=== EXERCISE DETAILS ===
Please resume the blog post about social media rumors, continuing it from its last sentence.

=== SUPPLIED PASSAGE ===
-=-=-

Social Media is Great for Rumors
Posted by Nick O'Neill on February 29th, 2008 2:43 PMI made a mistake. Honestly, I make mistakes all the time but when you make the mistake in your blog it is public and occasionally can be pretty devastating. Luckily this one wasn’t devastating but I definitely got to see the beginning of a potential disaster. On Wednesday evening I received an email from another blogger/journalist notifying me of a post they wrote. Apparently they had found a Facebook page pertaining to film. I checked out the page and also noticed a link for music.
The pages appeared as though Facebook was preparing to launch both a music and film service. Being the overly-eager blogger that I am, I posted an article proclaiming that “Facebook Music and Movies Goes Live!” Aside from the questionable grammar of the headline, I had jumped the gun and suddenly both my article and the other article were posted on Techmeme.
The reality was that Facebook was simply encouraging musicians and filmmakers to use their pages service. While I honestly think this was a cop-out on their end, it was a necessary political move. They want to ensure that this isn’t viewed as an attack against iLike, one of the most popular applications currently on Facebook. Soon enough Mashable jumped on the bandwagon and the rumor snowball had begun.
I learned two lessons from this. First, do a little more homework prior to rewording another article. Second, social media can instantly reward anybody with a catchy headline. While the reward may be short-lived, rumors can instantly snowball and can be reposted for Google to devour within a moment’s notice. Next thing you know, somebody is searching for “Facebook Music” and some unknown blogger (or myself) has proclaimed that Facebook music is launching.
This is the fault with social media and perhaps with computers in general. While people can create content and software systems can process them there is no determination of truth by the systems and it is up to the reader to determine them. Perhaps this is the fault with news in general because even trusted sources can get a story wrong. The next day it will end up as a correction but let’s be honest, who actually reads the corrections?
Do you think there is a problem with the system? Is it the reader’s job to determine what information is right and what is wrong when they are constantly consuming content? Have you made a similar mistake?
Update
Apparently the rumor that began with us found its way into PC World.











February 29th, 2008 at 3:13 pm
Nick,
Its admirable of you to come out and correct the rumor in your blog.
I think the beauty of social media is that its fast, interlinked and people have so little time to react which on the upside carries the passion of the bloggers on the topic.
I am a big believer of extending web products to passionate users to create an evangelical effect. So I see that facebook got market feedback on a Music service free of cost because of you. They should maybe try to market test some of their futuristic ideas by opening up and exploring it with the blog world before actually building it the way they think their users are likely to adopt it. Imagine how much hassle it would have saved facebook if you started such a snowball about Beacon before it went live
Re: Is it the reader’s job to determine what information is right
I think we all peg our loyalty to set of blogs and media sites like yours to give not just correct information, correct analysis to feed us data to think and consume what we like.

-=-=-

=== SUPPLIED MATERIAL ===
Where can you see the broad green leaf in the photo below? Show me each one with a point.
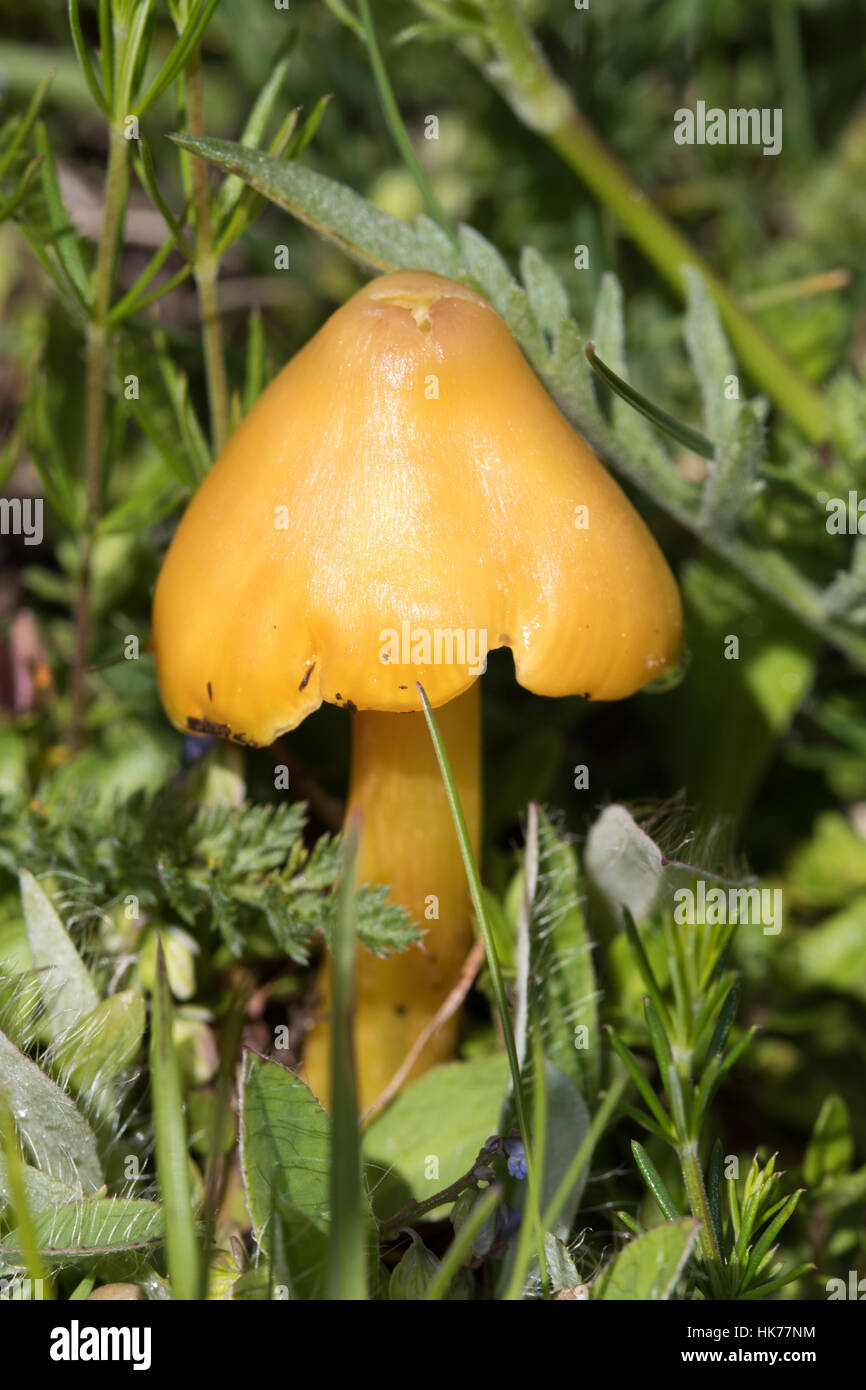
(91, 1229)
(285, 1144)
(67, 988)
(299, 1253)
(649, 1265)
(567, 1126)
(431, 1133)
(49, 1122)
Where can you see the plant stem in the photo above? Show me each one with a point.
(95, 409)
(541, 102)
(698, 1201)
(206, 267)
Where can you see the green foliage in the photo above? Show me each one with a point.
(245, 875)
(150, 916)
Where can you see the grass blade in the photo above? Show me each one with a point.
(185, 1271)
(346, 1253)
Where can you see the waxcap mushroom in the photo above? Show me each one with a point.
(405, 474)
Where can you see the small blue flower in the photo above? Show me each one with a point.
(195, 747)
(516, 1158)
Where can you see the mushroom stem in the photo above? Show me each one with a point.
(407, 841)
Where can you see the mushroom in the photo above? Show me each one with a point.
(403, 498)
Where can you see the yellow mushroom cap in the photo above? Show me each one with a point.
(401, 499)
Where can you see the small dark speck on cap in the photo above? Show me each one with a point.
(306, 677)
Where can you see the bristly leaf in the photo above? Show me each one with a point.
(560, 962)
(67, 990)
(545, 289)
(171, 1147)
(49, 1122)
(711, 357)
(649, 1266)
(733, 481)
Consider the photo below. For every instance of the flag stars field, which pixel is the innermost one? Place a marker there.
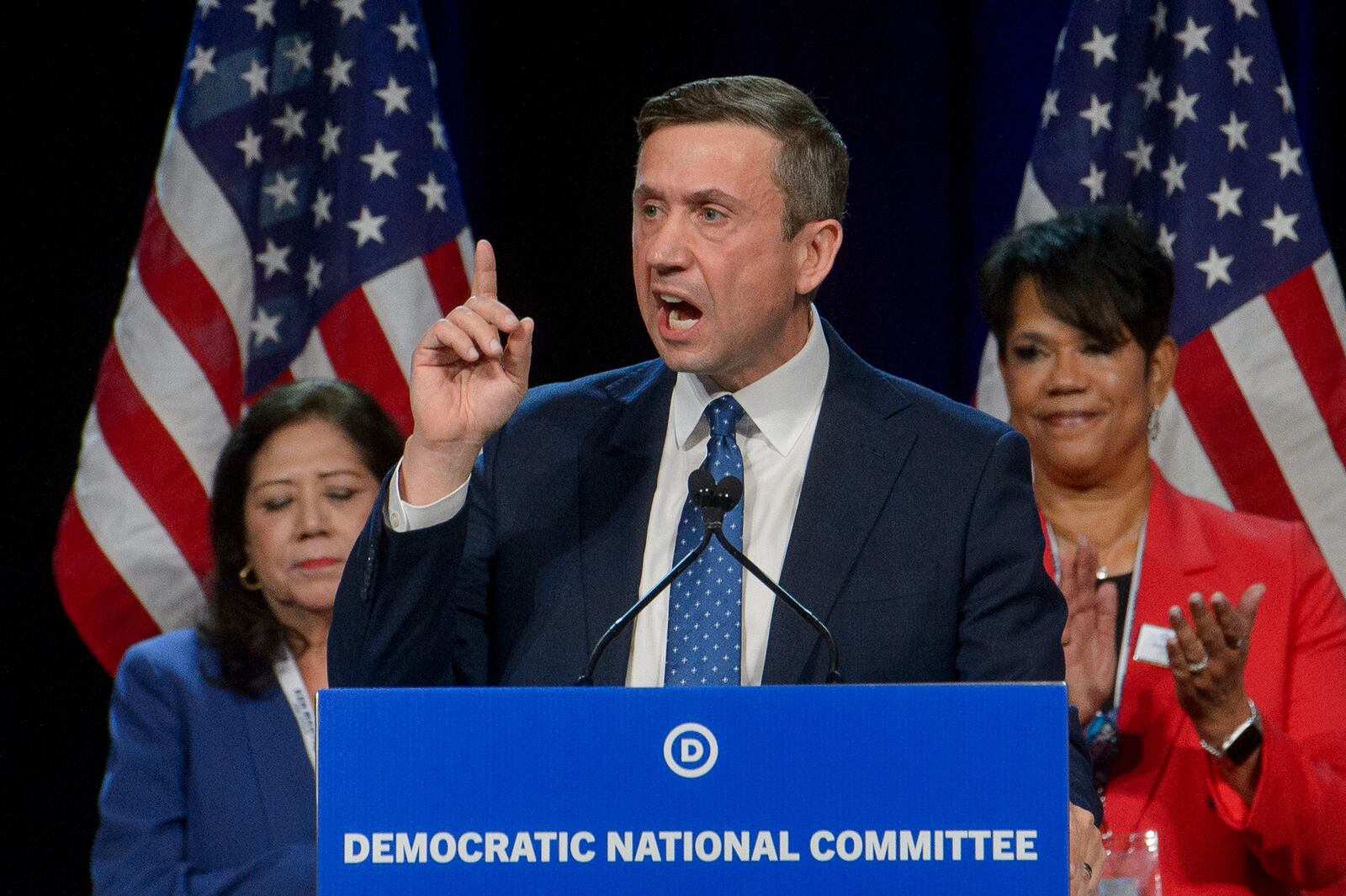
(289, 238)
(1235, 211)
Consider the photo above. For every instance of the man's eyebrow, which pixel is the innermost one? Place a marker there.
(713, 195)
(697, 198)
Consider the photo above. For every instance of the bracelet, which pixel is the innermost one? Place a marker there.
(1222, 751)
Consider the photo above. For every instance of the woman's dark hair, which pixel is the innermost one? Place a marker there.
(239, 623)
(1094, 268)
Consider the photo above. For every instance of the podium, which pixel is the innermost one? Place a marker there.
(841, 788)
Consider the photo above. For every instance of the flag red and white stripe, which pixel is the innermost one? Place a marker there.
(134, 554)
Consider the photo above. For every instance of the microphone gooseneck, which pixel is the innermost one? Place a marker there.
(700, 487)
(715, 500)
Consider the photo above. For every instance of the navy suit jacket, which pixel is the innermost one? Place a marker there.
(208, 790)
(915, 540)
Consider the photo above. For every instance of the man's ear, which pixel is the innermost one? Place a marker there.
(816, 248)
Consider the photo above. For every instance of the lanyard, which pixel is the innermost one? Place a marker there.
(1131, 600)
(296, 694)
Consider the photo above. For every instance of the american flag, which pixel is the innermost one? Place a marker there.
(1182, 110)
(305, 221)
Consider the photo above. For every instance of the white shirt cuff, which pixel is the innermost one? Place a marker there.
(401, 516)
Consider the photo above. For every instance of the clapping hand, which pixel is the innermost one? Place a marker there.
(1089, 638)
(1206, 660)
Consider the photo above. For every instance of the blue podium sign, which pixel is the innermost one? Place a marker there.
(843, 788)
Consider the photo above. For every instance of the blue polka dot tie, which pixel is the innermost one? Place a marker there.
(706, 600)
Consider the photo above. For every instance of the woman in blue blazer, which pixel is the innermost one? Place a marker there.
(210, 777)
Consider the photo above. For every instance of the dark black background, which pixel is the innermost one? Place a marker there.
(937, 103)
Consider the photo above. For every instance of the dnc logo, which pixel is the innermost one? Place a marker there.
(691, 750)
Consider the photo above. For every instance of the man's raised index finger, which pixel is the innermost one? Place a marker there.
(484, 271)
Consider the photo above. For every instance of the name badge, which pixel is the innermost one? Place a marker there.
(1153, 644)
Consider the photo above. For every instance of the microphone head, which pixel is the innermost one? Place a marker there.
(729, 493)
(700, 486)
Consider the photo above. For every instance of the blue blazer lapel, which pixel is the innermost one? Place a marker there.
(618, 469)
(858, 451)
(282, 765)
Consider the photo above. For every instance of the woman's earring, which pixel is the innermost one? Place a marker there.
(248, 579)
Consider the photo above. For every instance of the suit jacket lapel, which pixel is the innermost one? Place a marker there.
(282, 765)
(1150, 720)
(618, 469)
(854, 463)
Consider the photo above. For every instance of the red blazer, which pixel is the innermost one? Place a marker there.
(1294, 835)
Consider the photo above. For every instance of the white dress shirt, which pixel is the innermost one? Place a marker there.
(776, 436)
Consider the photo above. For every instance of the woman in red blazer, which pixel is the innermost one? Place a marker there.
(1216, 721)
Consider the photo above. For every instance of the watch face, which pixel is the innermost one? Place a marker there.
(1244, 745)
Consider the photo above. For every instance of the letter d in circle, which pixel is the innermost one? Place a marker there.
(695, 747)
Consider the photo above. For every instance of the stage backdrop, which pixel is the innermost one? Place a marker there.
(939, 103)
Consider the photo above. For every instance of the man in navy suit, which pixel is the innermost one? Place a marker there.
(520, 522)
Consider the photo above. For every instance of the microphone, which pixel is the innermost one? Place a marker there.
(702, 489)
(715, 500)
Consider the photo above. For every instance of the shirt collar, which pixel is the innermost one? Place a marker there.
(780, 406)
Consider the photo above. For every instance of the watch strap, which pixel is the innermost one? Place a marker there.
(1242, 741)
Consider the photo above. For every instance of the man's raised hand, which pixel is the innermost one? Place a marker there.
(466, 382)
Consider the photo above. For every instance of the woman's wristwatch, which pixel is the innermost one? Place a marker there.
(1242, 743)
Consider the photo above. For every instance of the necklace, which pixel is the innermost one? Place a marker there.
(1104, 552)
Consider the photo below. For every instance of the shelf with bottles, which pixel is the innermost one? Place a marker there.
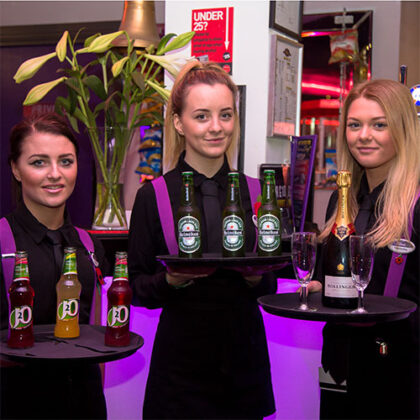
(321, 117)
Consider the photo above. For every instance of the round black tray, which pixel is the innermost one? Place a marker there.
(88, 347)
(207, 262)
(380, 308)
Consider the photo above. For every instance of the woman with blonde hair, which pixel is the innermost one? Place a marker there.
(379, 143)
(210, 357)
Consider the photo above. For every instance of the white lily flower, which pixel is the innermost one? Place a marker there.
(170, 62)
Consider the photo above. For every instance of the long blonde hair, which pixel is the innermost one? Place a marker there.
(194, 72)
(398, 195)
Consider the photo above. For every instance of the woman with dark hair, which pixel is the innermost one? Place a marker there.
(43, 159)
(210, 357)
(379, 143)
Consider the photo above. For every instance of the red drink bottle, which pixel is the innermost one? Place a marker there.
(117, 332)
(21, 294)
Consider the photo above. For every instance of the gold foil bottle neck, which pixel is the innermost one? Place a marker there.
(344, 179)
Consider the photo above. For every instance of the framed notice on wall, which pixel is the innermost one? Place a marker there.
(286, 17)
(284, 87)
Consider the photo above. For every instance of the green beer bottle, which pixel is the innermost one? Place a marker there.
(233, 220)
(269, 225)
(188, 220)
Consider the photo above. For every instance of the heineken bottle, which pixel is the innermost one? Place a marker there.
(269, 225)
(233, 220)
(188, 220)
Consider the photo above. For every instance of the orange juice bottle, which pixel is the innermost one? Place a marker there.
(68, 296)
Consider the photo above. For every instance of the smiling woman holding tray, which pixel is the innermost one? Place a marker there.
(210, 356)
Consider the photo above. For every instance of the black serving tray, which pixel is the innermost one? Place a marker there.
(207, 263)
(380, 308)
(88, 347)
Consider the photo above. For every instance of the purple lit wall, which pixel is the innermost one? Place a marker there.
(295, 354)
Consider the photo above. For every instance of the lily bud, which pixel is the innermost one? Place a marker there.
(101, 43)
(39, 91)
(29, 68)
(61, 48)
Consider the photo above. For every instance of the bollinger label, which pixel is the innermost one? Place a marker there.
(268, 232)
(339, 287)
(233, 233)
(20, 317)
(68, 309)
(118, 316)
(342, 232)
(189, 237)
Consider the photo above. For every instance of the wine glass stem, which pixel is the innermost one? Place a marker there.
(360, 299)
(304, 295)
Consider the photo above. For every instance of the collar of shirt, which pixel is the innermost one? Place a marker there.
(37, 230)
(220, 177)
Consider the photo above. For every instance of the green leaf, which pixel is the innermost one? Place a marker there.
(94, 82)
(30, 67)
(164, 93)
(89, 40)
(72, 84)
(118, 66)
(164, 40)
(138, 79)
(61, 48)
(179, 42)
(38, 92)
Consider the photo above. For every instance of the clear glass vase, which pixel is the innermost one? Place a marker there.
(110, 145)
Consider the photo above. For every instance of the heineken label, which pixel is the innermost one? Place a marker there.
(189, 234)
(20, 317)
(268, 232)
(233, 233)
(68, 309)
(69, 264)
(118, 316)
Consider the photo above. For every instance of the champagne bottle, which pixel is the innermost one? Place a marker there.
(233, 220)
(269, 220)
(339, 290)
(188, 220)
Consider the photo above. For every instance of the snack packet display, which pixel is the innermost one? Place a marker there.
(150, 151)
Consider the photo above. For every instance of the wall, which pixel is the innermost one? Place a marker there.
(44, 12)
(386, 31)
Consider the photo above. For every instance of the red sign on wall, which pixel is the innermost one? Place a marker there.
(213, 38)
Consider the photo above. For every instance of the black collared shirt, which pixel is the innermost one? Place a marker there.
(30, 236)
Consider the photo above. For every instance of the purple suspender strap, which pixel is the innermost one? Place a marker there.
(254, 187)
(88, 244)
(396, 267)
(165, 214)
(8, 250)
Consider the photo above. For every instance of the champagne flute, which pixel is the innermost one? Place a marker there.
(303, 258)
(361, 258)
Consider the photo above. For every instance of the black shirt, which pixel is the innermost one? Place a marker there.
(30, 236)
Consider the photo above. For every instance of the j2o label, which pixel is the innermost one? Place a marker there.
(68, 309)
(20, 317)
(118, 316)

-=-=-

=== EXPECTED ANSWER ===
March 1st, 2008 at 3:57 pm
You make a great case for journalism. Blogging is not journalism, and we really need both media forms. Accuracy is a primary reason.
March 3rd, 2008 at 11:23 am
Your in good company: Carl M. Cannon has a pretty dead on article, The Real Computer Virus, on how even the most trustworthy news sources crack under the misinformation of the Web.
March 3rd, 2008 at 3:39 pm
Nick, I’ve been keeping up with SocialTimes for a few weeks, and I have to say it is wonderful reading. Very timely and relevant to those who, like me, are incorporating social media into broader marketing strategies and programs. Keep up the great work and the fine writing.
March 4th, 2008 at 10:37 am
I think that with social media, as with all other media, the responsibility is shared.
“You” (i.e. not you in particular, but all of us) as author have a responsibility to make the effort to ensure that the information you’re providing is accurate, though what that means varies from case to case: sometimes “I trust the person from whom I got this information” may feel good enough, and other times “I need direct confirmation from someone involved before I believe this” may be the line.
“You” as reader have a responsibility to exercise the same sort of judgment when reading: authors make mistakes, authors have their own perspectives, and authors may even provide incorrect information for their own purposes, nefarious or otherwise.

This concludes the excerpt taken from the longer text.